» **Document section**:
Zaru Soba with Cold Dipping Broth
‘’Soba noodles are made from buckwheat and are really popular in Japan with this cold dipping broth, with its really refreshing flavour! They’re also super healthy as they’re gluten-free, high in flavonoids and help to balance your blood sugar’’ Maria Dawson, CEO of Clearspring
Ingredients
· 1 pack Clearspring Organic Japanese 100% Buckwheat Soba Noodles 200g 100ml Clearspring Organic Instant Noodle Broth – Tsuyu
· 400ml filtered water (to dilute the noodle broth)
· 1⁄2 sheet Clearspring Sushi Nori
· Daikon (white radish) – grated (1 tbsp per person) • 1 spring onion – finely chopped garnish
· 1 tsp Clearspring Organic Irigoma – Toasted Sesame Seeds
· 1⁄2 tsp Clearspring Organic Shichimi Togarashi – Seven Spices
Method
1. Cook the Soba noodles according to instructions on pack. Once cooked, drain and rinse the noodles under cold running water. This helps to stop the noodles from cooking further and also removes the extra starch.
2. Dilute the noodle broth according to instructions on pack with filtered water – taste before serving and adjust strength to your taste.
3. Prepare the garnishing by chopping the spring onion, cutting the sushi nori into thin strips using scissors and grating the daikon radish.
4. To serve, place the noodles onto a plate with the dipping sauce in a small bowl and garnishing on a small side plate.
5. Enjoy by dipping the noodles into the broth and slurp away!

» **Collected data**:
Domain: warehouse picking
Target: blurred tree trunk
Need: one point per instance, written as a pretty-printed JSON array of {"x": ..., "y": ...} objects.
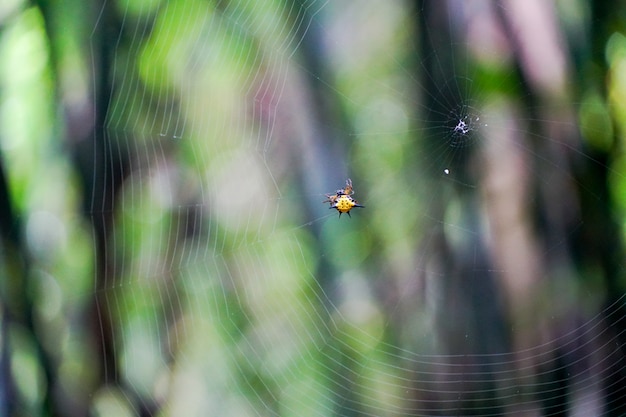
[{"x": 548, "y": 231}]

» **Set of tasks**:
A. Do the following statements agree with the zaru soba recipe? For each, answer yes or no and quote the words of the recipe that decide it. (i) After draining, the noodles are rinsed under cold running water. (ii) The recipe uses 200ml of filtered water to dilute the noodle broth. (iii) The sushi nori is cut into thin strips with scissors.
B. Pick up the zaru soba recipe after its final step and continue it.

» **Answers for this exercise**:
A.
(i) Yes: "drain and rinse the noodles under cold running water"
(ii) No: "400ml filtered water (to dilute the noodle broth)"
(iii) Yes: "cutting the sushi nori into thin strips using scissors"

B.
Yaki Udon
‘’This is the perfect quick and filling lunch or dinner, ready in less than 15 minutes but nothing short of delicious! Just stir-fry the ingredients together and enjoy the comforting teriyaki flavour, loaded with vegetables.’’
Ingredients:
- 1 pack of Clearspring Organic Japanese Wide Udon Noodles
- 2 tbsp of Clearspring Organic Sesame Oil
- 2-3 tbsp of Clearspring Organic Teriyaki
Sauce
- 1⁄2 punnet of mushrooms (Chestnut or
Oyster)
- 1 red pepper
- 1⁄2 courgette
- 1 carrot
- 1 leek
- 1 small thumb of fresh ginger
Method:
- Bring 2 litres of water to the boil, add noodles and stir. Boil gently for 8 mins then drain and rinse briefly under running water.
- Heat sesame oil in a wok, then add finely sliced fresh ginger, followed by remaining sliced vegetables and stir until soft.
- Add the cooked noodles to the wok and mix.
- Add Teriyaki Sauce to taste.
- Optional – garnish with finely sliced Organic Sushi Ginger and Japanese Green Nori Sprinkle.